##### PAGE EXTRACT #####

Probability and Politics
Follow-up to: Politics as Charity
Can we think well about courses of action with low probabilities of high payoffs?
Giving What We Can (GWWC), whose members pledge to donate a portion of their income to most efficiently help the global poor, says that evaluating spending on political advocacy is very hard:
Such changes could have enormous effects, but the cost-effectiveness of supporting them is very difficult to quantify as one needs to determine both the value of the effects and the degree to which your donation increases the probability of the change occurring. Each of these is very difficult to estimate and since the first is potentially very large and the second very small [1], it is very challenging to work out which scale will dominate.
This sequence attempts to actually work out a first approximation of an answer to this question, piece by piece. Last time, I discussed the evidence, especially from randomized experiments, that money spent on campaigning can elicit marginal votes quite cheaply. Today, I’ll present the state-of-the-art in estimating the chance that those votes will directly swing an election outcome.
Disclaimer
Politics is a mind-killer: tribal feelings readily degrade the analytical skill and impartiality of otherwise very sophisticated thinkers, and so discussion of politics (even in a descriptive empirical way, or in meta-level fashion) signals an increased probability of poor analysis. I am not a political partisan and am raising the subject primarily for its illustrative value in thinking about small probabilities of large payoffs.
Two routes from vote to policy: electing and affecting
In thinking about the effects of an additional vote on policy, we can distinguish between two ways to affect public policy: electing politicians disposed to implement certain policies, or affecting [2] the policies of existing and future officeholders who base their decisions on electoral statistics (including that marginal vote and its effects). Models of the probability of a marginal vote swaying an election are most obviously relevant to the electing approach, but the affecting route will also depend on such models, as they are used by politicians.
The surprising virtues of naive Fermi calculation
One objection comes from modeling each vote as a flip of a biased coin. If the coin is exactly fair, then the chance of a tie goes with 1/(sqrt(n)). But if the coin is even slightly removed from exact fairness, then the chance of a tie rapidly falls to neglible levels. This was actually one of the first models in the literature, and recapitulated by LessWrongers in comments last time.
However, if we instead think of the bias of the coin itself as sampled from a uniform distribution, then we get the same result as Schwitzgebel. In the electoral context, we can think of the coin’s bias as reflecting factors with correlated effects on many voters, e.g. the state of the economy, with good economic results favoring incumbents and their parties.

##### DATA SEGMENT #####

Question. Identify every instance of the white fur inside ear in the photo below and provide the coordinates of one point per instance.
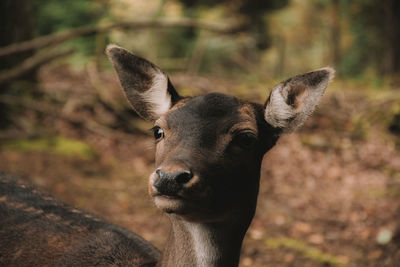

#####

INSTRUCTION
Answer these questions using the probability and politics text above.
1. According to the quoted passage from Giving What We Can, which two things must be determined to quantify the cost-effectiveness of supporting political changes?
2. What two ways of affecting public policy does the text distinguish?
3. In the biased-coin model, how does the chance of a tie scale if the coin is exactly fair?

OUTPUT OF THE TASK
1. The value of the effects and the degree to which the donation increases the probability of the change occurring.
2. Electing politicians disposed to implement certain policies, and affecting the policies of existing and future officeholders who base their decisions on electoral statistics.
3. It goes with 1/(sqrt(n)).